## Text extract

┌──

The proposal would only cover credit to a consumer that is primarily for personal, family, or household purposes and would require that only one notice be given to the applicant in connection with a less favorable offer, although a notice may be required later if the terms change due to an account review, as described below. The creditor responsible for providing that notice would be the "original creditor." The original creditor is that entity to whom the obligation is initially payable. For example, an auto dealer would provide the notice if it provides the loan even if it later assigns it to another creditor. However, a financial institution would provide the notice if it is funding the loan directly, even if application is made at the dealership.

The proposed rule defines certain key terms. Specifically, "material terms" will be defined as the annual percentage rate (APR), excluding the temporary initial rate and any penalty rates. For credit cards, the APR is the purchase rate. For credit without an APR, it will be defined as any monetary term, such as the down payment amount or deposit, that varies based on the consumer report.

Another key definition is that of "materially less favorable," which is generally defined as when a creditor imposes a higher cost for credit for one consumer that is "significantly greater" than the cost of credit being imposed for other consumers. However, different creditors are permitted to reach different conclusions as to whether certain APRs are "materially less favorable."

Application to Credit Cards

In general, a risk-based pricing notice must be sent to applicants of credit cards if:

The following are two exceptions to the notice requirement regarding credit cards.

II. Methods for Determining who Receives Notice

In order to determine whether a consumer has received materially less favorable terms than that of a substantial proportion of other consumers from that creditor, the proposal offers three different methods. A creditor must then provide a risk-based pricing notice to these consumers. The same method must be used by a creditor to evaluate all consumers receiving a specific type of credit but may vary the methods among different products. For example, a creditor may use one method for mortgages and a different method for auto loans.

Consumer-to-Consumer Comparison

The first method is a direct consumer-to-consumer comparison; this involves comparing each consumer to an adequate sample of consumers who have engaged in similar transactions.

Credit Score Proxy Method

The second approach is the credit score proxy method. Under this method a creditor that sets the material terms of credit granted to a consumer, based on a credit score, may comply with the risk-based notice requirements by: 1) determining the credit score that represents the point at which approximately 40 percent of its consumers have higher credit scores and approximately 60 percent of its consumers have lower credit scores, and 2) providing a risk-based pricing notice to consumers with a score below this cutoff score. Under this approach, a consumer would receive a notice even if he or she receives the most favorable terms.

The proposal permits two methods for determining the cutoff score. The generally required method is the sampling approach. This approach provides that a creditor currently using risk-based pricing with respect to credit products must calculate the cutoff score by considering the credit scores of all or a representative sample of the consumers to whom it has granted credit for a given class of products. The sampling approach will not be suitable for all creditors, such as new entrants into the credit business. Such creditors may initially use the secondary source approach to determine their cutoff score. This score would be based on information from appropriate market research or relevant third-party sources for similar products.

└──

## Material shown

┌──

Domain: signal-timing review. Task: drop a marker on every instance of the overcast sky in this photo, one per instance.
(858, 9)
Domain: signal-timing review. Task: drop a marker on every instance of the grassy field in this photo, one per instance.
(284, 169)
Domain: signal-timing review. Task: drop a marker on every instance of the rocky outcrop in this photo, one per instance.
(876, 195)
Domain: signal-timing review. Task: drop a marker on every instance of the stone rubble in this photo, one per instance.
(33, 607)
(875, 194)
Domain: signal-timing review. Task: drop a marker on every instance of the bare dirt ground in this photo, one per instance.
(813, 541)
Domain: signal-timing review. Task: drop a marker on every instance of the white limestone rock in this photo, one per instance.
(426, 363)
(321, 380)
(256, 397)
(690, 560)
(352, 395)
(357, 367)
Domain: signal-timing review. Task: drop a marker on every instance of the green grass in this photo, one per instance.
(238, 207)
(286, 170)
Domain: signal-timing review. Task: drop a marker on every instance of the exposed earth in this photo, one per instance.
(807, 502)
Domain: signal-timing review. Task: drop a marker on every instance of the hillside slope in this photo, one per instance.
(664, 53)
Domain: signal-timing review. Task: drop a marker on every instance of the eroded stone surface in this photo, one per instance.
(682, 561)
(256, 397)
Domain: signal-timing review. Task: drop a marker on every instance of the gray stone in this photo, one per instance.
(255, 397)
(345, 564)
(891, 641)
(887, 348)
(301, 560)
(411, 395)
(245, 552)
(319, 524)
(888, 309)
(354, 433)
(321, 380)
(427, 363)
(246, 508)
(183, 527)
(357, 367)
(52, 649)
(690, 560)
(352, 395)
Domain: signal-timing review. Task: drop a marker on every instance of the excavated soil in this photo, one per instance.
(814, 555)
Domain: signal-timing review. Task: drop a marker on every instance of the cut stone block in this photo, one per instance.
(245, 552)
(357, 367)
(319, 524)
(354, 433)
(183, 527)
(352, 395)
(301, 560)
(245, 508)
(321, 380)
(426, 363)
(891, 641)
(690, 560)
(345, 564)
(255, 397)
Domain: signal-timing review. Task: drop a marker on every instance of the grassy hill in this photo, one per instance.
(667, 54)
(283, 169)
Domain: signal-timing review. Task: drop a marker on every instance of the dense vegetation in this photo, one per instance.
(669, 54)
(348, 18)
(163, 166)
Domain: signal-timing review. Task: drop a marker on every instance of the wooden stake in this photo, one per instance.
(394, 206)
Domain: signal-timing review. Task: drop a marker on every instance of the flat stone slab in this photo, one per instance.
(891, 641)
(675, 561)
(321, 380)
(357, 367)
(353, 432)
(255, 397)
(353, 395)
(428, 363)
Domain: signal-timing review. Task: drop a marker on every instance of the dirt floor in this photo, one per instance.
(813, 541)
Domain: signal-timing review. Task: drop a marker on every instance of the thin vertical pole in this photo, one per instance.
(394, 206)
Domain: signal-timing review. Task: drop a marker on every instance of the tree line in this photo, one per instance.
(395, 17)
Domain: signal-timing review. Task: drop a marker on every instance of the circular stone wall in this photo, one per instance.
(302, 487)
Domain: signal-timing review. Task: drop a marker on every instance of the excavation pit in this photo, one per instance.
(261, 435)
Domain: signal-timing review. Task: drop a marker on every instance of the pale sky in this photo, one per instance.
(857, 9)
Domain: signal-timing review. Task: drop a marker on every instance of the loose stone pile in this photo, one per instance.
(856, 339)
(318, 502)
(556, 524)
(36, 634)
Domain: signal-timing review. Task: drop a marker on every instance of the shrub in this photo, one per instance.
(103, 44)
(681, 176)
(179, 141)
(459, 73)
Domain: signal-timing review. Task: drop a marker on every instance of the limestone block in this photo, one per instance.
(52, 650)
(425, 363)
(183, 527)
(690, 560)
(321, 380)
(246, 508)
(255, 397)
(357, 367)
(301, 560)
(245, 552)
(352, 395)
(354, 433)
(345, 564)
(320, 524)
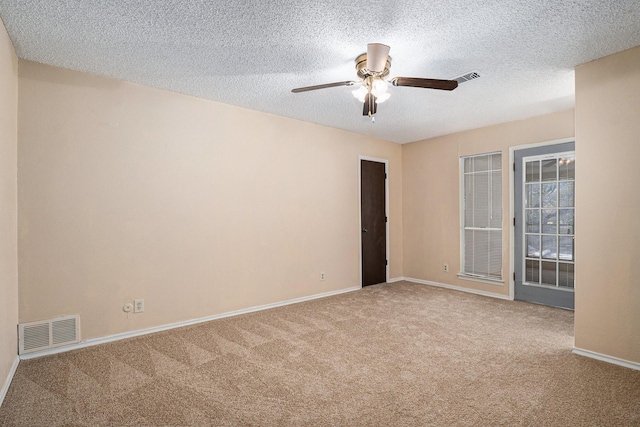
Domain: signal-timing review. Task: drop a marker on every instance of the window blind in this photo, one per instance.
(482, 216)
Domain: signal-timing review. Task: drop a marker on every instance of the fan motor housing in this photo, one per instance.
(363, 73)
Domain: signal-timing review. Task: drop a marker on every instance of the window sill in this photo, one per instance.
(497, 282)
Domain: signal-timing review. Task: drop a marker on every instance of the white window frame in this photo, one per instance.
(463, 274)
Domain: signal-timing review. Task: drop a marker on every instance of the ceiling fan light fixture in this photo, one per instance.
(379, 87)
(360, 93)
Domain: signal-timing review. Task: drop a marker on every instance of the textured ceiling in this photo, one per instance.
(252, 53)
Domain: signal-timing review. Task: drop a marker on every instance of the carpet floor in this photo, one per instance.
(397, 354)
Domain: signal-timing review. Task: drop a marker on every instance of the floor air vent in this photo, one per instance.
(467, 77)
(37, 336)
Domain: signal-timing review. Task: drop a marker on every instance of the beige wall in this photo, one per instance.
(608, 206)
(8, 205)
(431, 194)
(200, 208)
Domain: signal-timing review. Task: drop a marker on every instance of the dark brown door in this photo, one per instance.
(373, 220)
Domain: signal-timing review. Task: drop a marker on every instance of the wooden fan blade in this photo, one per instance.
(370, 105)
(324, 86)
(425, 83)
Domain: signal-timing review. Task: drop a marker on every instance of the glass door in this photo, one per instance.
(545, 227)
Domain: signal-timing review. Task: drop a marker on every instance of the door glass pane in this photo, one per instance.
(533, 245)
(565, 275)
(566, 221)
(549, 170)
(481, 163)
(566, 194)
(566, 248)
(533, 221)
(532, 271)
(549, 247)
(549, 221)
(549, 195)
(548, 273)
(533, 171)
(532, 199)
(567, 168)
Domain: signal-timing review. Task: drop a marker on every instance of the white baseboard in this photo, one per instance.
(7, 383)
(117, 337)
(457, 288)
(605, 358)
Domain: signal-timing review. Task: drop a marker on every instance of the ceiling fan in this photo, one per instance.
(372, 69)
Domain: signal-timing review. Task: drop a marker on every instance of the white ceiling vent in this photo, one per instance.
(467, 77)
(36, 336)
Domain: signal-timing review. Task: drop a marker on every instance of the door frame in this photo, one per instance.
(512, 208)
(386, 211)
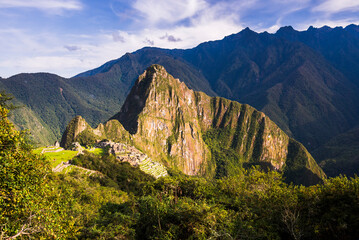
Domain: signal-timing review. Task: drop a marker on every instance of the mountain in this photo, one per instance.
(297, 86)
(340, 46)
(199, 134)
(306, 82)
(48, 102)
(340, 155)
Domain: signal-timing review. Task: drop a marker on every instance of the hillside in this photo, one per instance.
(340, 155)
(198, 134)
(306, 82)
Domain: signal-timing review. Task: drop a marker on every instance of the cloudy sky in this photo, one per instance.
(67, 37)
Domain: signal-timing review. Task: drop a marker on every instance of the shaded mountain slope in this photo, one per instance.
(48, 103)
(188, 130)
(341, 154)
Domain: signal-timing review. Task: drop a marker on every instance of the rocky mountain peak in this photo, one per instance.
(203, 135)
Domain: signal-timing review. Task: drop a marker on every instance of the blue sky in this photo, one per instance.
(67, 37)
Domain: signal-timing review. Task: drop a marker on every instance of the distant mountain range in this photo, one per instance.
(307, 82)
(198, 134)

└──

## Requirement 1
Translate this sentence from the risk-based pricing text above into Spanish: "The original creditor is that entity to whom the obligation is initially payable."
## Requirement 2
According to the risk-based pricing text above, which APR counts as the material term for credit cards?
## Requirement 3
Echo the risk-based pricing text above from "In order to" to "for auto loans.".

## Written solution 1
El acreedor original es la entidad a la que la obligación es pagadera inicialmente.

## Written solution 2
The purchase rate.

## Written solution 3
In order to determine whether a consumer has received materially less favorable terms than that of a substantial proportion of other consumers from that creditor, the proposal offers three different methods. A creditor must then provide a risk-based pricing notice to these consumers. The same method must be used by a creditor to evaluate all consumers receiving a specific type of credit but may vary the methods among different products. For example, a creditor may use one method for mortgages and a different method for auto loans.